• WORK REQUIRED:
Restate every line of the data word for word, except for the images.

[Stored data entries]
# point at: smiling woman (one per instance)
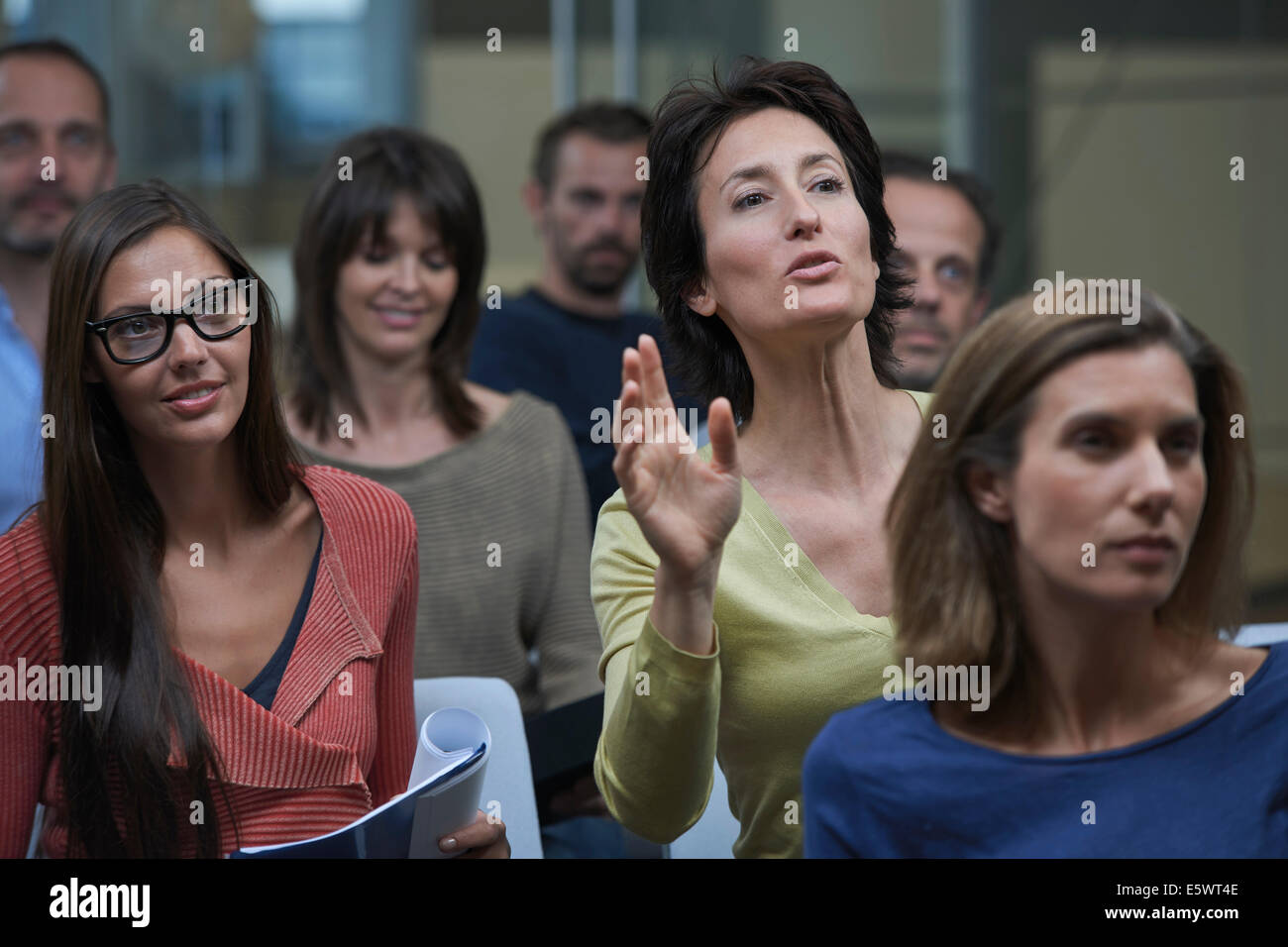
(387, 269)
(176, 532)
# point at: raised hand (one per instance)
(684, 506)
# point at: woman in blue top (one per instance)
(1065, 548)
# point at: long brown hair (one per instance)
(954, 577)
(385, 162)
(106, 536)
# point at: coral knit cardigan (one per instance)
(340, 736)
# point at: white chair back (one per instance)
(509, 771)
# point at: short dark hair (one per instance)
(385, 162)
(900, 163)
(608, 121)
(691, 119)
(71, 54)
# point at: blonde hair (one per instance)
(954, 579)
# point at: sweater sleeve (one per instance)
(567, 637)
(657, 748)
(24, 732)
(395, 697)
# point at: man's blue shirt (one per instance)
(22, 453)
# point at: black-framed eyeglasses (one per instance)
(141, 337)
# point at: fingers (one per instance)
(724, 436)
(652, 376)
(480, 834)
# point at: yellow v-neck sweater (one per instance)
(790, 652)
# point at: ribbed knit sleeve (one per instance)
(566, 635)
(395, 697)
(27, 638)
(657, 749)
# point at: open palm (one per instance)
(684, 506)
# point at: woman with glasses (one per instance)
(240, 626)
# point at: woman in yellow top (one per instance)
(743, 600)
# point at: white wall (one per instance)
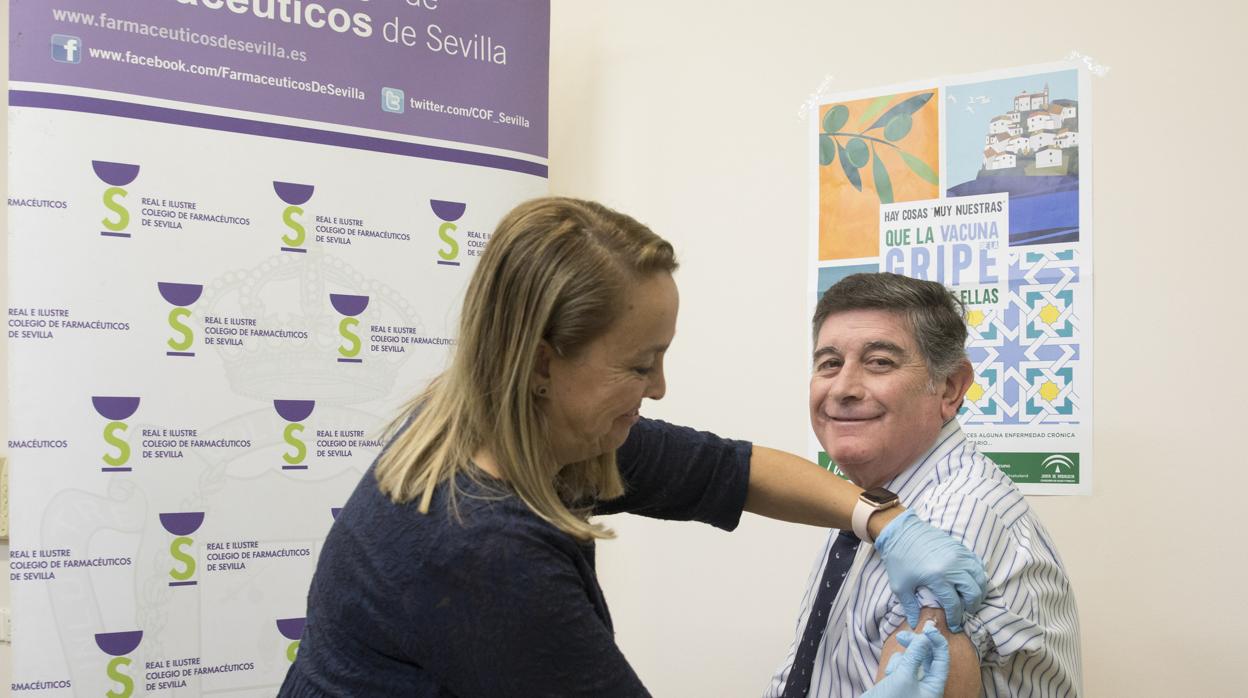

• THE COMPLETED TASK:
# point at: smiling woman (one per instance)
(387, 269)
(176, 532)
# point at: raised hand (one per instance)
(684, 506)
# point at: woman in blue top (one per instance)
(1065, 548)
# point at: long brown hair (one per instance)
(954, 577)
(385, 162)
(106, 536)
# point at: coral knit cardigan (one per instance)
(340, 736)
# point at: white chair back (one per instance)
(509, 771)
# point at: short dark hair (one per instance)
(385, 162)
(900, 163)
(608, 121)
(691, 119)
(71, 54)
# point at: blonde hair (one per instance)
(954, 579)
# point at: sweater sleeve (one per instance)
(567, 637)
(657, 748)
(24, 732)
(395, 697)
# point at: man's blue shirt (one per instance)
(22, 453)
# point at: black-framed eyeglasses (one per instance)
(141, 337)
# point at: fingers (one per instance)
(724, 436)
(652, 376)
(480, 834)
# point at: yellow v-neck sweater (one per instance)
(790, 652)
# point at: ribbed knit sleeve (one per instance)
(566, 635)
(395, 697)
(27, 638)
(657, 749)
# point at: open palm (one per instance)
(684, 506)
# point at: woman with glasses (one per instance)
(240, 626)
# point at: woman in yellow top (one per instance)
(743, 600)
# point at: white wall (one per instance)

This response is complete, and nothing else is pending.